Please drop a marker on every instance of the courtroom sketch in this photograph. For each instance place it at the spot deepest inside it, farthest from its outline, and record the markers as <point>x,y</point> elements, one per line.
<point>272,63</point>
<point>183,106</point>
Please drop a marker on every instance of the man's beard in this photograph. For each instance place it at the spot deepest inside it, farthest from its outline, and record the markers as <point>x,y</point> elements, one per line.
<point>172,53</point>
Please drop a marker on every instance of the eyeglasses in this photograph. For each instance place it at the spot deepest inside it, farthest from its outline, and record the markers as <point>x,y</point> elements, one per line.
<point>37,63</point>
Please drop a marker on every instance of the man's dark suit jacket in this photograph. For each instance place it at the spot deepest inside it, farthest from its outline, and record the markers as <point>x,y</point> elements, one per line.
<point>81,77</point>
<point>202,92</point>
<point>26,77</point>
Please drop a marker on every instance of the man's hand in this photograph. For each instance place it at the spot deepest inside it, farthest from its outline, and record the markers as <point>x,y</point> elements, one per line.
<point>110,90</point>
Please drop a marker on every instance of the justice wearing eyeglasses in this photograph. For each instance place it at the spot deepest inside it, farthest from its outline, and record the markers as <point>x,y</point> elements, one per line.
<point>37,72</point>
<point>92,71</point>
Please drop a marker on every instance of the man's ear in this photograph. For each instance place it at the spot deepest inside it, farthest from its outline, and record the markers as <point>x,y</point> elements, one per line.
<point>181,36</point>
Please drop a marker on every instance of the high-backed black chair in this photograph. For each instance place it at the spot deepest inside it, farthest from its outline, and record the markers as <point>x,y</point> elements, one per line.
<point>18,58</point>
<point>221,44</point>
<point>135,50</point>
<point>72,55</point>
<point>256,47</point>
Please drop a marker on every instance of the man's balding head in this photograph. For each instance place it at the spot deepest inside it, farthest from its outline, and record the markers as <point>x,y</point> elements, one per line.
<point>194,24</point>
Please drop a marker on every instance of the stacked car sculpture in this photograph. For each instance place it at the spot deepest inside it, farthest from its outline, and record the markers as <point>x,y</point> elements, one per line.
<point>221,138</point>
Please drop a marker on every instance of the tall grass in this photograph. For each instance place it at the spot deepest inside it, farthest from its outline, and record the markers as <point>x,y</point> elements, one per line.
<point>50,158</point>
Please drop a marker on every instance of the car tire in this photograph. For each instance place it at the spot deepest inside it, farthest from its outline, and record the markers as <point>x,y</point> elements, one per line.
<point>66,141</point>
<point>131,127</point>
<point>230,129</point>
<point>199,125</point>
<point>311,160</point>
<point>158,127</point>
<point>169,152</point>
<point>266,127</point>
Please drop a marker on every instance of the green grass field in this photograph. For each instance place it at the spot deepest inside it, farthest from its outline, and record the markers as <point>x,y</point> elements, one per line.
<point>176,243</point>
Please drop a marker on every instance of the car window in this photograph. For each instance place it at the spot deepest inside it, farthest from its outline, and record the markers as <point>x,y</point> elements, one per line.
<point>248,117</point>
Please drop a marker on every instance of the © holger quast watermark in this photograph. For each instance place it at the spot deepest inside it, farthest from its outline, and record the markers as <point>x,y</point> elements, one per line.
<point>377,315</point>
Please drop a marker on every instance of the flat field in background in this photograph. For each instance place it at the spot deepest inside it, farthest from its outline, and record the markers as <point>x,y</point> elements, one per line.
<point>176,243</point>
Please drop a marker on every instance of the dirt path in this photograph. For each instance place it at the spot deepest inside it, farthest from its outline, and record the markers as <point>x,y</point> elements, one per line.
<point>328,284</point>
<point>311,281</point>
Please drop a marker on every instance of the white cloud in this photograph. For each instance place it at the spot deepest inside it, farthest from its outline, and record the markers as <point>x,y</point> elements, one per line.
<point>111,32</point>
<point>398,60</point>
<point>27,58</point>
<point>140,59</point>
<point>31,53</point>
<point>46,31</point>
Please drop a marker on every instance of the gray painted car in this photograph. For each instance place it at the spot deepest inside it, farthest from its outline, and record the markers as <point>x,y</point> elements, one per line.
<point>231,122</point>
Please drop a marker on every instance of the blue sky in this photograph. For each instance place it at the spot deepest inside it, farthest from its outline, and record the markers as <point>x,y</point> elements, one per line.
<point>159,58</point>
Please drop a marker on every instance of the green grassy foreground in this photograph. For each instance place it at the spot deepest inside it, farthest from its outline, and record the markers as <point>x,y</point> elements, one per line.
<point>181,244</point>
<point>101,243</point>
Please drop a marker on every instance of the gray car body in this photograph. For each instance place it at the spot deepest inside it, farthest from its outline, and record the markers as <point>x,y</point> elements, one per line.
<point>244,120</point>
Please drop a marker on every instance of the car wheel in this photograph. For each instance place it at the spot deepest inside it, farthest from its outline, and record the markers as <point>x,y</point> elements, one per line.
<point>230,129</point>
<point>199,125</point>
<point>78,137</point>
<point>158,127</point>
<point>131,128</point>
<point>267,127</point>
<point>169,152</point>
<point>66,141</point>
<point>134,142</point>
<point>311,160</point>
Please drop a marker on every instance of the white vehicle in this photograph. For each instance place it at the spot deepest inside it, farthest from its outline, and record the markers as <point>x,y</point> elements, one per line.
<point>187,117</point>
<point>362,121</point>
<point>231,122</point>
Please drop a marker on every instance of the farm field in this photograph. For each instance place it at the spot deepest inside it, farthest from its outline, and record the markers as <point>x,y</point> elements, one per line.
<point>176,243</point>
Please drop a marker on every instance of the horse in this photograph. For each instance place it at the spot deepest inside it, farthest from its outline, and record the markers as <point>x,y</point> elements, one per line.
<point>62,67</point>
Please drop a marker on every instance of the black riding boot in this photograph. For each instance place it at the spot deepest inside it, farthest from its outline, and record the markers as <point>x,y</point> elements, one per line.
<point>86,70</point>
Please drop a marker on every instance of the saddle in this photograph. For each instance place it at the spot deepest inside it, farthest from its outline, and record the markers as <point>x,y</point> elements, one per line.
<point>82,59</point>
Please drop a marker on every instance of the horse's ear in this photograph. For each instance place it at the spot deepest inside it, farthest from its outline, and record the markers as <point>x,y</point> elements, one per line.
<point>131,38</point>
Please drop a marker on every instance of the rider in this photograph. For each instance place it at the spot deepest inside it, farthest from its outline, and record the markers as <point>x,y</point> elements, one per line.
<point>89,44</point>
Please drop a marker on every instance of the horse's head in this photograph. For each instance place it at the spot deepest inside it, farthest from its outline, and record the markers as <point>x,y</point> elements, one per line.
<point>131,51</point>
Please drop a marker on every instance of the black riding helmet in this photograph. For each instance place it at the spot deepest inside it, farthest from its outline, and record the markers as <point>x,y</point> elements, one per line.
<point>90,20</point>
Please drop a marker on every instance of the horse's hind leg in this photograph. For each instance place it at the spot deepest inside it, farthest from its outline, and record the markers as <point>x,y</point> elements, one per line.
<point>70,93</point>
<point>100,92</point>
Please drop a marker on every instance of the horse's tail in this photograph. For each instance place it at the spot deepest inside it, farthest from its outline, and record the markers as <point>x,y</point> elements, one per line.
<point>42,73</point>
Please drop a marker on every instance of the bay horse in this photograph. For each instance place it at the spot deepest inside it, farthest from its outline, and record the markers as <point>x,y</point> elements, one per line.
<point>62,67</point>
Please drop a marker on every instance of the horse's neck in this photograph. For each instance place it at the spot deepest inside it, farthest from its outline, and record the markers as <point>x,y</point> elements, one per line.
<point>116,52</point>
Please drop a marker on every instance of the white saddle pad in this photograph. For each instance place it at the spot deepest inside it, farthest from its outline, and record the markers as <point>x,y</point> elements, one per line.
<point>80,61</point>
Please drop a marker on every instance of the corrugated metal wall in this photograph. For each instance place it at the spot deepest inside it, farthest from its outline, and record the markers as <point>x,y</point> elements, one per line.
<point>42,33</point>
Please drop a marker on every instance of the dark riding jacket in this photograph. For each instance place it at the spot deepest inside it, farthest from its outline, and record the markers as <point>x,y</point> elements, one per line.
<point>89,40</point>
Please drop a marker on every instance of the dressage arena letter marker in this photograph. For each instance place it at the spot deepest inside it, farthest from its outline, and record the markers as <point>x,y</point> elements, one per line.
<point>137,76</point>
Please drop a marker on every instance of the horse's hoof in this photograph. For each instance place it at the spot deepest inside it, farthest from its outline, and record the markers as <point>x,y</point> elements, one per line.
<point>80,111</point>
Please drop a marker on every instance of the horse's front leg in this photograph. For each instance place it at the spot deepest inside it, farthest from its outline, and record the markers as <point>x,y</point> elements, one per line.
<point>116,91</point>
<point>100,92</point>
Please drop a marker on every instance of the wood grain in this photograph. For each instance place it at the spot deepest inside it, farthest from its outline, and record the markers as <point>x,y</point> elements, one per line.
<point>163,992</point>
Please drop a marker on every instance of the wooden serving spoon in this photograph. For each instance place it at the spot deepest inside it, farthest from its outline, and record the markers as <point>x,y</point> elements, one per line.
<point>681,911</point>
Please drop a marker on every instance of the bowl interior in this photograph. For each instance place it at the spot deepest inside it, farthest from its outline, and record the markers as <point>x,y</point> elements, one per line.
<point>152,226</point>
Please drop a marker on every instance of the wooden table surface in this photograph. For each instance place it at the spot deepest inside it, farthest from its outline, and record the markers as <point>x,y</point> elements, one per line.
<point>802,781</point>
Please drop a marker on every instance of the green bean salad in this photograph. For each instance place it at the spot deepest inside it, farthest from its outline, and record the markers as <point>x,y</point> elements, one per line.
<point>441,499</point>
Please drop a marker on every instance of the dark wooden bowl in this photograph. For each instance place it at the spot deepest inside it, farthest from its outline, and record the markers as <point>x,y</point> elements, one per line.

###

▸ To be done:
Update everything from "Please drop a marker on every instance of the rider" down to "<point>131,51</point>" by swapping "instance" for "occurrence" wherever it appears, leaving all else unchanged, and return only those lines.

▸ Answer to this exercise:
Please drop a marker on every occurrence of the rider in this photograph. For each occurrence place it at the spot deepest inside it, farthest from its outline, and record the markers as <point>x,y</point> elements, one per line.
<point>89,44</point>
Please drop a marker on every occurrence of the horse's head in this photograph. For each occurrence place it at the spot deepest inside it, farthest from its outline, and record the markers as <point>x,y</point> elements, one per line.
<point>131,51</point>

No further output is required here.